Exercise aim >>
Before copying, remove every picture, and then repeat all entries below precisely as written.

Natural-language object grounding data:

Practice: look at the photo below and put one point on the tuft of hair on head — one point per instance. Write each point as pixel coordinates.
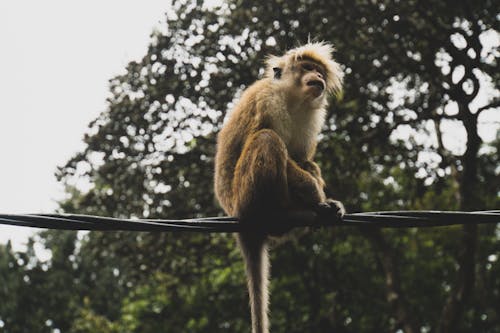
(319, 52)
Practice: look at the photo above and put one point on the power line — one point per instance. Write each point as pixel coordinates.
(385, 219)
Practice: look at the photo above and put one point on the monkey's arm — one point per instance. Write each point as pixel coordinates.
(304, 188)
(315, 171)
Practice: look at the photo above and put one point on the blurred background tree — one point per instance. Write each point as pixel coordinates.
(416, 72)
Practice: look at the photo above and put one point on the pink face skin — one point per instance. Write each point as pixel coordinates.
(312, 78)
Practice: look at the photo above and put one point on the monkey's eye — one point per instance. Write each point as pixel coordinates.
(277, 72)
(307, 67)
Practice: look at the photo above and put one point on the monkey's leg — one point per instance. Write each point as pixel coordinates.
(307, 185)
(305, 190)
(314, 170)
(260, 187)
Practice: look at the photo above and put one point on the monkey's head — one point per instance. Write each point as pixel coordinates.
(308, 71)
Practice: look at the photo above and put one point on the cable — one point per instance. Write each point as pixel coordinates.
(385, 219)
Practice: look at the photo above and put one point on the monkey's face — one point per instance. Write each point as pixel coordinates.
(311, 79)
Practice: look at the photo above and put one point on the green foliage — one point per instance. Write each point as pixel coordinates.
(150, 154)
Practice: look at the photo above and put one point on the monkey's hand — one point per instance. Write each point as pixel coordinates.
(330, 209)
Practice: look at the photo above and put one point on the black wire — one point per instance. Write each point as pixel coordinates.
(386, 219)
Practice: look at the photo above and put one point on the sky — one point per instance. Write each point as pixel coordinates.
(56, 57)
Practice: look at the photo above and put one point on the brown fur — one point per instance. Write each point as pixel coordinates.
(264, 155)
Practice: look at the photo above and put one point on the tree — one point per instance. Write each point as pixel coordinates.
(384, 147)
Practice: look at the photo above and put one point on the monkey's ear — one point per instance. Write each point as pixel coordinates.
(277, 72)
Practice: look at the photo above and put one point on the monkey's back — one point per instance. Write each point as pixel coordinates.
(245, 119)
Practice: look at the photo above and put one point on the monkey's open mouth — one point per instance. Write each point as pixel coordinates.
(316, 83)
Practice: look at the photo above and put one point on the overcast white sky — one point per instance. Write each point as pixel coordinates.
(56, 57)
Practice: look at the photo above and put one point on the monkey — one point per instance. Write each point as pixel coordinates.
(264, 156)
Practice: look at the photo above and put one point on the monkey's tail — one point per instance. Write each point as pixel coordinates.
(254, 248)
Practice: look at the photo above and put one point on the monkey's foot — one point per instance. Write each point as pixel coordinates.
(330, 209)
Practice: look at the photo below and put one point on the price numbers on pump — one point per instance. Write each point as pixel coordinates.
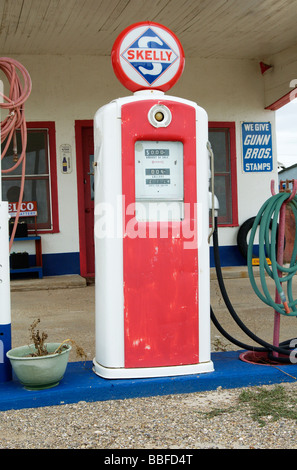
(161, 153)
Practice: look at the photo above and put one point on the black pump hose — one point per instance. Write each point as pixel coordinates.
(266, 347)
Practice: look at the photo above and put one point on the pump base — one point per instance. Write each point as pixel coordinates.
(146, 372)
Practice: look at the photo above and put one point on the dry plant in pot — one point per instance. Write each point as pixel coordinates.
(42, 365)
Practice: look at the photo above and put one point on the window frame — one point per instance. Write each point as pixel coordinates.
(232, 164)
(50, 128)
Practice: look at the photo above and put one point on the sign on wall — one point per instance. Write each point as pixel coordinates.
(257, 147)
(27, 209)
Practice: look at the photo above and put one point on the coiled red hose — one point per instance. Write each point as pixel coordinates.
(20, 89)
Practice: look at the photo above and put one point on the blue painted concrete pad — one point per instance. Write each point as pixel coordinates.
(80, 383)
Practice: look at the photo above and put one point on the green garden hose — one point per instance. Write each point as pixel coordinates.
(282, 275)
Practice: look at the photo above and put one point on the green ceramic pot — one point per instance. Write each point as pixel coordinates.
(37, 373)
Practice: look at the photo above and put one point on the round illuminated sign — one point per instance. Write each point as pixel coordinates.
(147, 56)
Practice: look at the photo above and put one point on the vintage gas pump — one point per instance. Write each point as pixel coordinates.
(151, 217)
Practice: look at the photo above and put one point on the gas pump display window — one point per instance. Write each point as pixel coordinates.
(159, 170)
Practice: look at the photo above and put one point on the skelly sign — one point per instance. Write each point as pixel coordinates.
(147, 56)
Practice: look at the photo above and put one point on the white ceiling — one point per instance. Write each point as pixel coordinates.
(253, 29)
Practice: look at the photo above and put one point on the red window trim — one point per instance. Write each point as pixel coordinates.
(79, 125)
(234, 204)
(51, 127)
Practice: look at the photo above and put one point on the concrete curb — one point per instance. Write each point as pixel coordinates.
(80, 383)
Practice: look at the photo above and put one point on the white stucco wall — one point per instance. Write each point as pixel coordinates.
(72, 88)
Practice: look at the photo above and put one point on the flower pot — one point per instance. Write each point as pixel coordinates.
(39, 372)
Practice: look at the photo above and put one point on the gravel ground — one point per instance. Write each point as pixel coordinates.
(167, 422)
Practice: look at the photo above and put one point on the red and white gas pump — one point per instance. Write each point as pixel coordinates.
(151, 217)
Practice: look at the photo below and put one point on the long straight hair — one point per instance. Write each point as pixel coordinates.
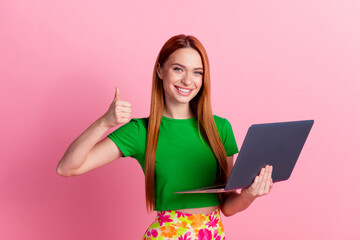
(200, 106)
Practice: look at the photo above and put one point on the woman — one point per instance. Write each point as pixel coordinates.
(181, 146)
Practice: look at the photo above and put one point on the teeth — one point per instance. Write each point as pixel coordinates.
(183, 90)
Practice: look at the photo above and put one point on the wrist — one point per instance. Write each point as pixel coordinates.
(246, 196)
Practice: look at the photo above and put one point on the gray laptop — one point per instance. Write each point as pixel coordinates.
(276, 144)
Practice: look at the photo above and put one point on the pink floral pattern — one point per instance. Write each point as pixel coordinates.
(168, 225)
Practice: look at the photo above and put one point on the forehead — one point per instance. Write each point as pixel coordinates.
(188, 57)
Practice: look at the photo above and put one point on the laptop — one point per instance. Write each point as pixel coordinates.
(277, 144)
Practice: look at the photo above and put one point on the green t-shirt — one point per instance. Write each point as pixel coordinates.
(183, 161)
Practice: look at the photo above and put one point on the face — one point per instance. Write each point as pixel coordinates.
(182, 76)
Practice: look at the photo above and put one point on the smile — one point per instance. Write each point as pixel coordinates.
(183, 89)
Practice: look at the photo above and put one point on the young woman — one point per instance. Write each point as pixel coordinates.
(180, 146)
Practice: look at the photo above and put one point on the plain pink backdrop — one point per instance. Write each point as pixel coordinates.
(270, 61)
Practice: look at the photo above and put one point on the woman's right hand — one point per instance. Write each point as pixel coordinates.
(119, 112)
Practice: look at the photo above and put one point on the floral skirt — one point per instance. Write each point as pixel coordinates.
(182, 226)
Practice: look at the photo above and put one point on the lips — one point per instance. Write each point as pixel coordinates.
(183, 91)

Reply to the task >>
Practice: look at the photo below and put one point on the tuft of hair on head — one point per instance. Write each point as pixel coordinates.
(319, 52)
Practice: look at the photo above and put one point on the power line — one point per instance. Write each point as pixel coordinates.
(385, 219)
Practice: look at the photo above and put one point on the monkey's arm — one point per instance. Write each point as pixel coordinates.
(304, 188)
(315, 171)
Practice: look at the photo above and put one point on the blurred background tree — one point per instance. Write each point as pixel coordinates.
(416, 72)
Practice: look at the photo above and put one point on the pink face skin — one point per instance. Write each point as pixel coordinates.
(312, 78)
Practice: look at the photo above and put one point on the monkey's eye — one point per instance. Write each point as pixel coordinates.
(277, 72)
(307, 67)
Practice: look at the photo above and put one point on the monkey's leg — one point per instance. Write each point as pixel coordinates.
(307, 185)
(305, 190)
(314, 170)
(260, 187)
Practice: look at the photo above and put one point on the monkey's head — one point per instance. Write each point as pixel coordinates.
(308, 71)
Practice: look at the photo above and put one point on the cable — one point per instance. Write each point as pixel coordinates.
(385, 219)
Practice: look at the photo above and put one point on the monkey's face — one point per instance. Write each point as pixel coordinates.
(311, 79)
Practice: look at the photo above and put one point on the green foliage — one point per instance. Write each point as pixel coordinates.
(150, 154)
Practice: look at the photo above and put one point on the monkey's hand — one point per instance. Write each point as pixel coordinates.
(330, 209)
Practice: look at the photo above and put one point on the black wire — one point per instance. Write each point as pixel coordinates.
(386, 219)
Practice: look at the photo above and put one point on the sky — one point per instance. Write each point as pixel coordinates.
(56, 57)
Practice: look at the photo above and put one point on the brown fur — one point per instance. Write each point as pixel coordinates.
(264, 155)
Practice: look at the photo above and put one point on the tree — one point per instance. Write each point as pixel coordinates.
(384, 147)
Practice: look at the photo above and put one point on the monkey's ear — one point per instance. Write each point as pixel coordinates.
(277, 72)
Practice: look at the photo above and put one point on the monkey's back — one point per instance. Write each point as pixel coordinates.
(245, 119)
Practice: look at the photo above and put one point on the monkey's open mouth — one point per instance. Write each point as pixel coordinates.
(316, 83)
Practice: look at the photo above and put one point on the overcast white sky — one point per instance. Write each point as pixel coordinates.
(56, 57)
Practice: look at the photo above and put one point on the monkey — one point per instance. Write each point as pixel coordinates.
(264, 156)
Practice: look at the photo above and put one point on the monkey's tail — one point per instance. Write each point as pixel coordinates.
(254, 248)
Practice: look at the photo above and put one point on the monkey's foot — one point per instance. Write each point as pixel coordinates.
(330, 209)
Practice: look at the photo below and put one point on the price numbers on pump — one point per instance. Write each point as pixel coordinates.
(161, 153)
Practice: look at the photo above and put one point on the black pump hose — one point per instance. Write each point as pixel coordinates.
(266, 347)
Practice: look at the photo above and put one point on the pump base — one point per instance. Write each point as pixel coordinates.
(146, 372)
Practice: look at the photo above and put one point on the dry plant in pot — one point per instance. Write each point as pixel coordinates.
(42, 365)
Practice: look at the photo above and put one point on the window frame — one point per instance. Write each point as pixel coordinates.
(232, 164)
(50, 128)
Practice: look at the photo above and put one point on the sign on wall — one point per instance. Write each point as pixel coordinates.
(257, 147)
(27, 209)
Practice: look at the photo above and put one point on the coiled red hose — one point per instance. Write each point as pixel coordinates.
(20, 89)
Practice: look at the photo above and put one point on the blue painted concrete pad — one point per instance. Write each point as pixel coordinates.
(80, 383)
Practice: look at the photo above and put one point on the green garden hose — one point per instance. Write each point as pixel coordinates.
(282, 275)
Practice: look at the photo above and put one point on the green ceramic pot — one point per instance. Write each point as pixel coordinates.
(37, 373)
Practice: look at the photo above and put one point on the round illuminated sign — one point per instance. Write each point as pixel coordinates.
(147, 56)
Practice: look at the photo above and put one point on the vintage gas pump — one point per instance. Write each point as pixel coordinates.
(151, 217)
Practice: look at the photo above and put one point on the gas pump display window — one point per instance. Write each point as pixel coordinates.
(159, 170)
Practice: look at the photo above and put one point on the skelly sign — one point per instance. Write each point as pixel coordinates.
(147, 56)
Practice: look at the photo above and put one point on the white ceiling — one point per instance. Write each point as pixel coordinates.
(253, 29)
Practice: look at the photo above and put one point on the red window trim — one point per instance. Write each point as pixel coordinates.
(79, 125)
(234, 204)
(51, 127)
Practice: look at the photo above and put one point on the concrete curb — one point per instance. Write each point as pixel coordinates.
(80, 383)
Practice: look at the photo above and put one point on the white stucco wall — one point per instance. Write each point as pixel coordinates.
(72, 88)
Practice: look at the photo above and put one point on the flower pot — one point per instance. Write each point as pixel coordinates.
(39, 372)
Practice: look at the photo above and put one point on the gravel ground — one point per instance. Write each point as pixel coordinates.
(167, 422)
Practice: look at the photo above and put one point on the red and white gas pump — one point per instance. Write each point as pixel coordinates.
(151, 217)
Practice: look at the photo below and put one point on the long straight hair — one point per instance. Write each point as pixel coordinates.
(200, 106)
Practice: look at the photo above and put one point on the woman — one point per instance. Write each point as pixel coordinates.
(181, 146)
Practice: look at the photo above and put one point on the teeth — one point per instance. Write each point as pixel coordinates.
(183, 90)
Practice: look at the photo above and put one point on the wrist — one point per instance. Write each point as pixel coordinates.
(246, 196)
Practice: look at the photo above and put one point on the gray laptop — one point per instance. Write each point as pixel coordinates.
(276, 144)
Practice: look at the photo above and put one point on the pink floral pattern — one point per instance. Write each point as pixel coordinates.
(168, 225)
Practice: look at the photo above and put one point on the forehead — one point per instance. Write each point as pixel coordinates.
(188, 57)
Practice: look at the photo above and put one point on the laptop — one point per instance. Write each point as pixel coordinates.
(277, 144)
Practice: look at the photo above and put one point on the green t-shirt — one point per instance. Write each point as pixel coordinates.
(183, 161)
Practice: look at the photo above and put one point on the face — one point per instance. Write each point as pixel coordinates.
(182, 76)
Practice: look at the photo above and put one point on the smile — one point per instance. Write each point as pixel coordinates.
(183, 89)
Practice: look at the photo above and put one point on the young woman — one point per instance. Write each point as pixel coordinates.
(180, 146)
Practice: look at the photo above and put one point on the plain pink backdrop — one point per instance. Write each point as pixel coordinates.
(270, 61)
Practice: look at the photo above and put one point on the woman's right hand — one point per instance. Write each point as pixel coordinates.
(119, 112)
Practice: look at the photo above and put one point on the floral skirt — one point per instance. Write each point as pixel coordinates.
(182, 226)
Practice: look at the photo above and put one point on the lips — one point per instance. Write each point as pixel coordinates.
(183, 91)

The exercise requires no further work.